__What is needed__
Please restate each entry exactly, without skipping any.

__Data__

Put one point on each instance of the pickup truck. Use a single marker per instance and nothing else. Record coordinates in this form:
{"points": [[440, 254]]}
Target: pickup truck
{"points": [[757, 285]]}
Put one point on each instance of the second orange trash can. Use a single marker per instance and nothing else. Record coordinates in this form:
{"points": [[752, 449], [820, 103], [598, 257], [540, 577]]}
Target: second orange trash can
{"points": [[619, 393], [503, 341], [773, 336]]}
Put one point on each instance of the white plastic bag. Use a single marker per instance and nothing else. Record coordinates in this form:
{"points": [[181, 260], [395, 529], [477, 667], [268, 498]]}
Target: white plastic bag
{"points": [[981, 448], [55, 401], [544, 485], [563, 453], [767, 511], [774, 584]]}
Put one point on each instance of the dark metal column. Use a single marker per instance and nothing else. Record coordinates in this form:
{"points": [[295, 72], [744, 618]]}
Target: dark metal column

__Output below__
Put one point on each instance of the pickup truck. Use a single marker per instance and nothing else. Record coordinates in this form:
{"points": [[440, 254]]}
Target: pickup truck
{"points": [[757, 285]]}
Put one point on each instance of the second orange trash can. Use a single marker per instance and nothing else. Record coordinates in this form:
{"points": [[752, 449], [820, 103], [598, 257], [540, 577]]}
Target: second orange trash can
{"points": [[619, 393], [503, 341], [773, 336]]}
Put one point on each instance of the white plastic bag. Use a single marker per instance and nothing else. Record coordinates in this form:
{"points": [[181, 260], [395, 529], [477, 667], [268, 498]]}
Target: white plastic bag
{"points": [[981, 448], [55, 401], [544, 485], [563, 453], [767, 511], [774, 584]]}
Put one point on each instance of the dark metal column. Use a single marker per instance and nothing else. Record coordinates in this form:
{"points": [[295, 72], [744, 618]]}
Target: dark metal column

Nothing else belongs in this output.